“Is my flying going to break some drone regulation and get me fined or sent to jail?”
We’ve all thought that.
We all get the drone as a gift, something to play with, or maybe so we can use it for business. We start flying it. We have lots of fun. But eventually, we ask ourselves “Are there any drone regulations I should know about?” After all, we don’t want to be “that guy” on the local 9 O’clock news with the horrible mugshot with frizzled hair.
I created this page as a directory for SOME of the U.S. drone regulations. Note: there are many different areas of the code of federal regulations that apply to drone flight. In this page, I am attempting to cover only the MAJOR portions that are applicable to most people. There is the potential for state drone laws to apply as well. I have a directory of state drone laws. The scope of this article is only for FEDERAL drone regulations, not state regulations or state or federal legislative laws.
This page also helps for studying for the drone pilot license in case you want to make some money using your drone. I have a step-by-step guide on how to obtain the drone pilot license as well as a large study guide to prepare for the test. The exam is about 15-25% just on regulations. There is also an online training course I have on drone regulations located here.
Before flying, you should contact a competent attorney before you fly to make sure things are “ok” in your neck of the woods regarding any drone regulations. Another reason for that is many states have state drone laws as well. This page is NOT considered legal advice.
This page is going to focus ONLY on federal drone regulations, not state drone regulations or federal/state drone legislative laws.
I. Overview of Drone Laws
Drone laws can be broken up into (1) drone law statutes created through a legislative process and (2) drone regulations created through a rule making process.
Drone Laws Through the Legislative Process
The U.S. Government has through the legislative process created multiple federal legislative laws that apply to aircraft in general and also some that specifically address drones. I created a directory of federal drone legislation directory. In our form of government, the states have also created legislative state drone laws through a similar state process.
Now you might be wondering where the federal and state agencies play into all this. Congress cannot do everything and watch all the little things that need managing. This is why Congress creates an agency with a specific scope of jurisdiction and authority to create regulations. The process by which regulations are created is the rulemaking process.
2. Drone Regulations Through the Rulemaking Process
Federal agencies and state agencies create regulations through the rulemaking process. Watch the video to see an overview of the process.
There are different U.S. federal agencies which have jurisdiction to regulate drones in some way such as the National Transportation and Safety Board and the Department of Transportation. If things couldn’t be complicated enough, states agencies have created drone regulations. The regulation either apply to aircraft generally (manned and unmanned) or drones specifically.
II. Code of Federal Regulations’ Drone Regulations
Unfortunately, there is not one place in the law where we can look and say “here specifically are all the drone regulations in sequential order.” There are many different regulations spread out all over that apply in certain circumstances. Certain regulations apply to the operations, import/export, foreign aircraft operation, registration, accident reporting, etc. Thankfully, we can say that ALL of the federal regulations are located in one code – the code of federal regulations……… Except the code is pretty huge. See the video for an overview.

SHORT PROBLEM — Copy word for word the part of the drone regulations page above starting at "Drone Laws Through the" and ending at "is the rulemaking process.".

DATASET RECORDS —
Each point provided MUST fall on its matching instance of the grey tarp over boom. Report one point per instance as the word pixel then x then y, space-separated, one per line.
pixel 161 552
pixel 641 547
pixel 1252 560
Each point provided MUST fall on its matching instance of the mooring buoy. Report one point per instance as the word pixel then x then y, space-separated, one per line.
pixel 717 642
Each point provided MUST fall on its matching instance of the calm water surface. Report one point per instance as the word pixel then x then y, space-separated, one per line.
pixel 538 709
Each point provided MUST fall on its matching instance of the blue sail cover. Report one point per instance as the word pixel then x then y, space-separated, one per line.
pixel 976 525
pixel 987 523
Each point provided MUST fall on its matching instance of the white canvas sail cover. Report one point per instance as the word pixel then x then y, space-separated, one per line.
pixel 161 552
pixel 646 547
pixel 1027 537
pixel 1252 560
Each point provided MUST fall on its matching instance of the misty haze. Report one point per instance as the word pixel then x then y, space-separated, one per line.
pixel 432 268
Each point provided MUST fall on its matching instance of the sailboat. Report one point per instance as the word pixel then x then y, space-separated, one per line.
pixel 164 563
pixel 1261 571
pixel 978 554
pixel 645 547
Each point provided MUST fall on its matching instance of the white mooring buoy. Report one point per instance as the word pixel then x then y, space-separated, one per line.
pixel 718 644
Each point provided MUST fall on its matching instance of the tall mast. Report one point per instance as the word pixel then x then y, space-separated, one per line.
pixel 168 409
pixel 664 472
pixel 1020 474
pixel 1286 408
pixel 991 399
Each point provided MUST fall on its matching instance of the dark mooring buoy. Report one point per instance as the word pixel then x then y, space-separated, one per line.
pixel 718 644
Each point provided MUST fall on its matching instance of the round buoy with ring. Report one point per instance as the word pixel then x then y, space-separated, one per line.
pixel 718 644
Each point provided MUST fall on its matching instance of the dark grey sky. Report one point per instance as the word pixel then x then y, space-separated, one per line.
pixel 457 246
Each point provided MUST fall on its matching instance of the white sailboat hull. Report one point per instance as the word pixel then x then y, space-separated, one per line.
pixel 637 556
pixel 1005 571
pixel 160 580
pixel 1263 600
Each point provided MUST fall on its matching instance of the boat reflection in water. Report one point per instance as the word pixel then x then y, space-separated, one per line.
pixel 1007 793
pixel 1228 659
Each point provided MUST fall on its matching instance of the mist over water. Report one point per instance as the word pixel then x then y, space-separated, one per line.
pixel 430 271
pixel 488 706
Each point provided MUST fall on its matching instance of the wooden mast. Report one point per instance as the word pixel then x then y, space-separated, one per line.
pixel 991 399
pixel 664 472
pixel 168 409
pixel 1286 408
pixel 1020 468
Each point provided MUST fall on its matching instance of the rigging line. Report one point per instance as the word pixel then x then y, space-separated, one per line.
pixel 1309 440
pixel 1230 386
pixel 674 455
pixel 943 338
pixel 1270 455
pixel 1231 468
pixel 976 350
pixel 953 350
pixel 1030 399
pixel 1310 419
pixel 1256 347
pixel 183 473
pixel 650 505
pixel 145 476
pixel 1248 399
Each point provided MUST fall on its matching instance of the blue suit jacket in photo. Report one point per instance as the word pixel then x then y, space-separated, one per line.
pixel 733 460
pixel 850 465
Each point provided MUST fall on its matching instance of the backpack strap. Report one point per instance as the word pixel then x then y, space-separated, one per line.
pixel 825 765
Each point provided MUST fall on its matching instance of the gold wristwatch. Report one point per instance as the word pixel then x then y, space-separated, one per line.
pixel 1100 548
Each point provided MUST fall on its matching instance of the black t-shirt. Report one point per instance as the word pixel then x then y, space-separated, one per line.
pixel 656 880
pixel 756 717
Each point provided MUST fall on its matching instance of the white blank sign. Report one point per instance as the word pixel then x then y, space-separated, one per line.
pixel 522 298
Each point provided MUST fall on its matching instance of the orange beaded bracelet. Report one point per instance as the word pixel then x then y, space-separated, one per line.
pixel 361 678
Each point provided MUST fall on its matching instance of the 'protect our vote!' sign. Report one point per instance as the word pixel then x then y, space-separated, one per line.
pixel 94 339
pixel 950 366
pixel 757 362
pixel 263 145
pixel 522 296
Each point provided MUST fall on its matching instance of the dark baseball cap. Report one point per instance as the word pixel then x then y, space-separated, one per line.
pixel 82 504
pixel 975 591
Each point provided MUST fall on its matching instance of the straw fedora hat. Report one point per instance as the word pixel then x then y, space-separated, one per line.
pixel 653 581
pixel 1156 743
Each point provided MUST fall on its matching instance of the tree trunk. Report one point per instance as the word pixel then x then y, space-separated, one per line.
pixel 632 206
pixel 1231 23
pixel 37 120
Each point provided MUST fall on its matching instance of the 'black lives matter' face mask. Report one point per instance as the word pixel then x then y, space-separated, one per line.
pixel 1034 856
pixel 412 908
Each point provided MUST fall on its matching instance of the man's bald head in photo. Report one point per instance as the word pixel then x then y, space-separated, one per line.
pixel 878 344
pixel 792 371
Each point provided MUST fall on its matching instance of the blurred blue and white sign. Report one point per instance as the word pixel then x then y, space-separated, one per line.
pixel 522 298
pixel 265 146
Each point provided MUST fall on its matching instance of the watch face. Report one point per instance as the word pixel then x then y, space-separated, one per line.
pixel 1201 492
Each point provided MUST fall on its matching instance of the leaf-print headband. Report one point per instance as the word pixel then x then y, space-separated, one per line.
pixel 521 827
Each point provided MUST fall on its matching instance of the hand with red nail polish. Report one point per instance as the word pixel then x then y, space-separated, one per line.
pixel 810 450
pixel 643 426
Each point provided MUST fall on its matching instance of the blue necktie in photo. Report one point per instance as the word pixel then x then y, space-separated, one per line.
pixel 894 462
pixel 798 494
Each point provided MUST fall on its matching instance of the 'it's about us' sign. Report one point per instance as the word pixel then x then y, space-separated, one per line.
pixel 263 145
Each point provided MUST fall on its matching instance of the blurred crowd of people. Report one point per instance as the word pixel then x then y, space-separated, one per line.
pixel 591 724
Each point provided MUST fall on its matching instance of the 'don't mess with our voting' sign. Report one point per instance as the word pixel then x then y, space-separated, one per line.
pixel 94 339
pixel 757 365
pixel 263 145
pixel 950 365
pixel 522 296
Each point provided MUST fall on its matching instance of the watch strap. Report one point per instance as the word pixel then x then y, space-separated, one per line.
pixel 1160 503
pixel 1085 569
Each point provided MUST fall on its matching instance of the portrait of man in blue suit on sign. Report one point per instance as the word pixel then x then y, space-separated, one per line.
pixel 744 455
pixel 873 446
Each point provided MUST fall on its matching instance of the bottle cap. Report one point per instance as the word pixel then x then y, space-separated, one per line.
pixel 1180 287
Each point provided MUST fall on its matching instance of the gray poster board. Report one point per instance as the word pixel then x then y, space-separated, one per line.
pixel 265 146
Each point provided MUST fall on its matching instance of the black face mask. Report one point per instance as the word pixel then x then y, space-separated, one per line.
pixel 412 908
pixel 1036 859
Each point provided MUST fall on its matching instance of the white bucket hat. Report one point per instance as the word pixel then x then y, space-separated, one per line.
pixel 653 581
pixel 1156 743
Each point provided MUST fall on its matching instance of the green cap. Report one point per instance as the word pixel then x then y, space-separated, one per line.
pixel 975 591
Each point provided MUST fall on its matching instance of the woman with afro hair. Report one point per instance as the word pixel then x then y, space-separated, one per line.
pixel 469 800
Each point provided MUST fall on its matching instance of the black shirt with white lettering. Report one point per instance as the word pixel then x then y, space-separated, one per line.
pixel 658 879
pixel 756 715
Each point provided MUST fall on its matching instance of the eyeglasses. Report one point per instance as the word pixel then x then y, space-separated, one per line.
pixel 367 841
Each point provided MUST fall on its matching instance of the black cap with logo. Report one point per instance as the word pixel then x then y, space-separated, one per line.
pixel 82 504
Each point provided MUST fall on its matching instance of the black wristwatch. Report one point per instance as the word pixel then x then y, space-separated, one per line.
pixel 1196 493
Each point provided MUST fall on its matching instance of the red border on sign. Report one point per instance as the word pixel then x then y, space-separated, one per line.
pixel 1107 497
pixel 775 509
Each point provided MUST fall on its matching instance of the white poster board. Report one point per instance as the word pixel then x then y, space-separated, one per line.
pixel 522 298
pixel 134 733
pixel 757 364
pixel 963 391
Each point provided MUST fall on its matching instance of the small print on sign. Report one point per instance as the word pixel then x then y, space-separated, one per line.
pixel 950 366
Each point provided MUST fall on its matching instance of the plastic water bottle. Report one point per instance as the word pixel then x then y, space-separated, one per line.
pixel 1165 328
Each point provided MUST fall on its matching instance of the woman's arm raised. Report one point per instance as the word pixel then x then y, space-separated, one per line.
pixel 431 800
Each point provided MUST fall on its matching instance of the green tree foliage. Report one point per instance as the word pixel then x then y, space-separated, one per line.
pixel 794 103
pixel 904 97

RESULT OF THIS TASK —
Drone Laws Through the Legislative Process
The U.S. Government has through the legislative process created multiple federal legislative laws that apply to aircraft in general and also some that specifically address drones. I created a directory of federal drone legislation directory. In our form of government, the states have also created legislative state drone laws through a similar state process.
Now you might be wondering where the federal and state agencies play into all this. Congress cannot do everything and watch all the little things that need managing. This is why Congress creates an agency with a specific scope of jurisdiction and authority to create regulations. The process by which regulations are created is the rulemaking process.